• **Page excerpt**:
───

Grant supports speedy sorting of health records by phenotypeFeb. 11, 2021, 9:01 AM
by Paul Govern
Wei-Qi Wei, MD, PhD, assistant professor of Biomedical Informatics and scientific director of the Precision Phenotyping Core at the Center for Precision Medicine, has been awarded a four-year, $1.7 million grant from the National Institutes of Health (grant GM139891) to continue development of high-throughput software for quickly identifying traits of interest, or phenotypes, in electronic health records (EHRs).
EHRs, in the aggregate, are increasingly a resource for biomedical discovery. As a common starting point of observational studies, researchers search for records that reflect a phenotype of interest, typically a disease. Unfortunately, these searches aren’t straightforward in the least. For a given disease of interest, it takes time and effort for experts to devise, test and refine electronic selection algorithms. These elaborate preliminaries are seen as slowing discovery.
To dramatically pick up the pace, in May 2020 Vanderbilt University Medical Center began offering researchers everywhere, as a free download, the prototype of a tool devised by Wei and colleagues, called PheMAP, or Phenotyping by Measured, Automated Profile.
With some 1,400 phenotypes currently in its quiver, in one quick scan of an EHR data base, PheMAP can tell researchers each record’s probability of having a given phenotype, and this can easily be transferred into case or control status for an observational study. In prototype testing, PheMAP’s accuracy has already proved comparable to or better than that of bespoke algorithms.
“For research teams around the world, with this project we want to improve efficiency and help make research on the EHR more nimble,” Wei said. “We are grateful to the NIH for this generous support for the continued refinement of PheMAP.”

───

• **Available data**:
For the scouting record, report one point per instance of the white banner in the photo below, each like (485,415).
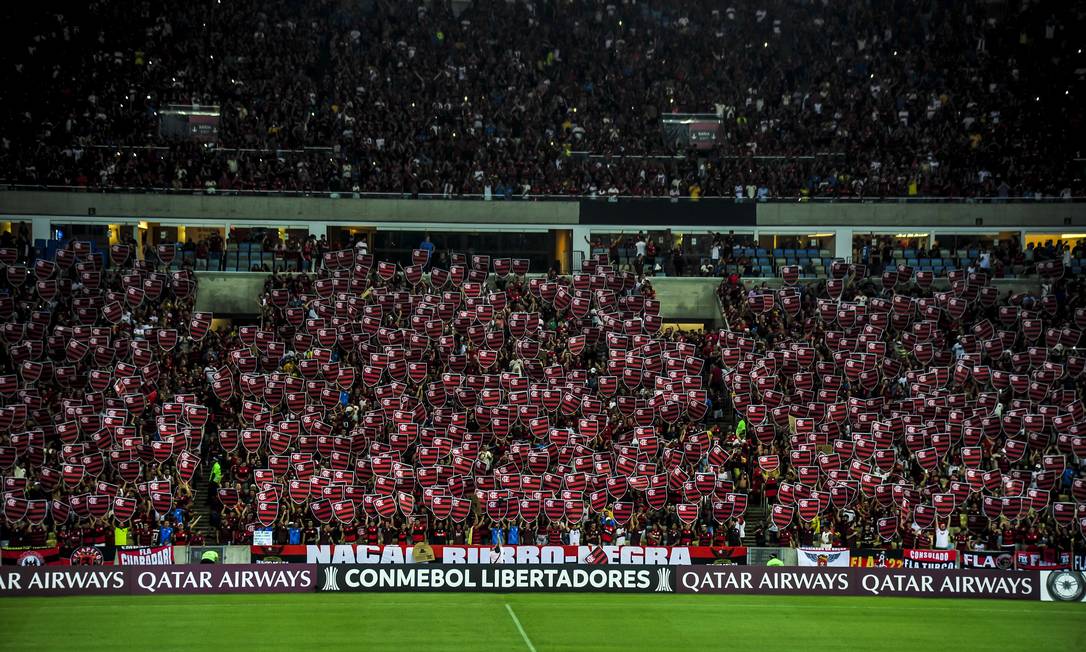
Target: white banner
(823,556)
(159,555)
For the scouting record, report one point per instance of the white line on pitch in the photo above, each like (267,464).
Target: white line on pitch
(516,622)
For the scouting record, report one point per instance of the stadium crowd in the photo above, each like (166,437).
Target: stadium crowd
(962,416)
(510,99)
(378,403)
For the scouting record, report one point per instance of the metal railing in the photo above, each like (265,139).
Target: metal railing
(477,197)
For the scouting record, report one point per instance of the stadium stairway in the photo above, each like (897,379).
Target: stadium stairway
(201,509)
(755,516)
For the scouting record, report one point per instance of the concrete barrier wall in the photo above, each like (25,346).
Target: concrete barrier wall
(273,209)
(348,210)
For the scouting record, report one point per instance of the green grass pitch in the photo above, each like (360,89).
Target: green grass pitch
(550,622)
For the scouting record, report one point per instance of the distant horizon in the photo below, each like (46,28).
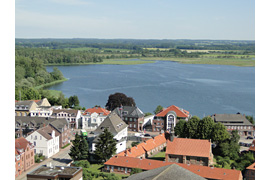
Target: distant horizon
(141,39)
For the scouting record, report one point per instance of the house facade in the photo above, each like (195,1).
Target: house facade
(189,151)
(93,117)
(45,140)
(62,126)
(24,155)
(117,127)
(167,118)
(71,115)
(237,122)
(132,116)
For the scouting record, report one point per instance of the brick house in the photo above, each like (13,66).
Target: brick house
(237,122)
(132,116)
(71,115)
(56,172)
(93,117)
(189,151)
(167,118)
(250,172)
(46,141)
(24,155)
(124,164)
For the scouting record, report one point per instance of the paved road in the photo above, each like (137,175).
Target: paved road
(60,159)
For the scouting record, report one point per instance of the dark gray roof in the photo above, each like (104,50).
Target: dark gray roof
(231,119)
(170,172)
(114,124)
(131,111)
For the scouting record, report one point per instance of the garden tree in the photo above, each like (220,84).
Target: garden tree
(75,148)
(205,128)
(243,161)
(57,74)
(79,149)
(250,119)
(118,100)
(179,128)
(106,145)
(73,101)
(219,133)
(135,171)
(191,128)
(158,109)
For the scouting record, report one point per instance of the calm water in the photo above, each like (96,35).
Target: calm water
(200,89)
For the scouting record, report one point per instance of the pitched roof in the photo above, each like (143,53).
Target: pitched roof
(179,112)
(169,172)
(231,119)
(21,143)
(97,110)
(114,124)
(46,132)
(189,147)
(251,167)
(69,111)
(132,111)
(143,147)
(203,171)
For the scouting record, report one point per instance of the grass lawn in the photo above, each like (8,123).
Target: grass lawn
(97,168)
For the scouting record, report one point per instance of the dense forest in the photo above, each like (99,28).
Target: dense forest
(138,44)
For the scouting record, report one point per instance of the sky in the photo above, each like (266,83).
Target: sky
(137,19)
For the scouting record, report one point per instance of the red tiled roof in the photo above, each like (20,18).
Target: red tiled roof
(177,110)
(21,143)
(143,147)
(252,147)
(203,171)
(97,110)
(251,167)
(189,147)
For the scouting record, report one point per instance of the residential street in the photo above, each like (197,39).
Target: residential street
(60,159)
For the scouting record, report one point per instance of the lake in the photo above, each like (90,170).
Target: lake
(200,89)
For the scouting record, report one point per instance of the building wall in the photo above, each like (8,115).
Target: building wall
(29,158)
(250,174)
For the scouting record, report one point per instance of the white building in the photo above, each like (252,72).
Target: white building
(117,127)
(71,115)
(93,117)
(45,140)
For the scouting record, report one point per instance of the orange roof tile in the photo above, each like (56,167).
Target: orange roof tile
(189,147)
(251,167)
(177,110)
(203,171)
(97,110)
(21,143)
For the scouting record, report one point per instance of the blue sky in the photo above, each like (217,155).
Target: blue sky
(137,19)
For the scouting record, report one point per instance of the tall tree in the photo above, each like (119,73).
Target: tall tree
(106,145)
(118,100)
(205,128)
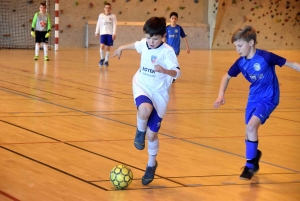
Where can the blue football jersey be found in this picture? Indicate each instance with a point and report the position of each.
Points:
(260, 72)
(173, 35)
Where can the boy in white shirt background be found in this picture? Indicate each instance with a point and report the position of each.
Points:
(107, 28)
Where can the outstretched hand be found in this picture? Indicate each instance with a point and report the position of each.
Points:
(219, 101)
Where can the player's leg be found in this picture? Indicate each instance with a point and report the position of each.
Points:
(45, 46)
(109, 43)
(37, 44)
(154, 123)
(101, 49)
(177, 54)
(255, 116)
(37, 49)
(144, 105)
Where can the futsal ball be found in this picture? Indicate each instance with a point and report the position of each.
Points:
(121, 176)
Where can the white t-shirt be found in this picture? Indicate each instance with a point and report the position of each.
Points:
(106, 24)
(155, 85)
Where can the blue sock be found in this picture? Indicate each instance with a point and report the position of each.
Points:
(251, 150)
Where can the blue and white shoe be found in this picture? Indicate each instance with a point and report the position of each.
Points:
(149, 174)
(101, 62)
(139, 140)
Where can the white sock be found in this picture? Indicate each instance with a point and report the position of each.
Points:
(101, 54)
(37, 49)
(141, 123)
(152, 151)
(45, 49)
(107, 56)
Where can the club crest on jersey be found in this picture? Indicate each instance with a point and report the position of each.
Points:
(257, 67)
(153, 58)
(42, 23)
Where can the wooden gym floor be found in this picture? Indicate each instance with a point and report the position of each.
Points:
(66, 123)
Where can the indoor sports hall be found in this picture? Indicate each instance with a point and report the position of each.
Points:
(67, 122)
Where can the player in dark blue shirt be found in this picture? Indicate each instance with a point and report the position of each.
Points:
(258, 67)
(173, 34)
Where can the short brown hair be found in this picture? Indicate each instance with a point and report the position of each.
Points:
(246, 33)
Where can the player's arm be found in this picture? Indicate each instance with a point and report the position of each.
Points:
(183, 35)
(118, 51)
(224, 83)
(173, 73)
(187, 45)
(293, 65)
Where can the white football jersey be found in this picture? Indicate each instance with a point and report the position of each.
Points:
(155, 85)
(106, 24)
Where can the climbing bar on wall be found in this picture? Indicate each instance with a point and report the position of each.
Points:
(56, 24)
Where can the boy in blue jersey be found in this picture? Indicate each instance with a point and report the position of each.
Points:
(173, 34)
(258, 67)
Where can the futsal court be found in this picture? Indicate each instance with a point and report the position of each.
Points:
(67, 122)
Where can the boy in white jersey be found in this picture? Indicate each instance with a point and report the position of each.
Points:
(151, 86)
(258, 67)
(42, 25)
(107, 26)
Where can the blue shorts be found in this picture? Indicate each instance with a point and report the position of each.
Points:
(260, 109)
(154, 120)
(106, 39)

───

• **Work task 1**:
Answer these questions about the PheMAP grant article:
(a) What is the size and length of the NIH grant awarded to Wei?
(b) In what month and year did Vanderbilt University Medical Center start offering PheMAP as a free download?
(c) About how many phenotypes does PheMAP currently hold?
• **Work task 2**: From the PheMAP grant article, output the text from "To dramatically pick" to "of bespoke algorithms.", copied word for word.

• **Task response 1**:
(a) $1.7 million over four years
(b) May 2020
(c) Some 1,400

• **Task response 2**:
To dramatically pick up the pace, in May 2020 Vanderbilt University Medical Center began offering researchers everywhere, as a free download, the prototype of a tool devised by Wei and colleagues, called PheMAP, or Phenotyping by Measured, Automated Profile.
With some 1,400 phenotypes currently in its quiver, in one quick scan of an EHR data base, PheMAP can tell researchers each record’s probability of having a given phenotype, and this can easily be transferred into case or control status for an observational study. In prototype testing, PheMAP’s accuracy has already proved comparable to or better than that of bespoke algorithms.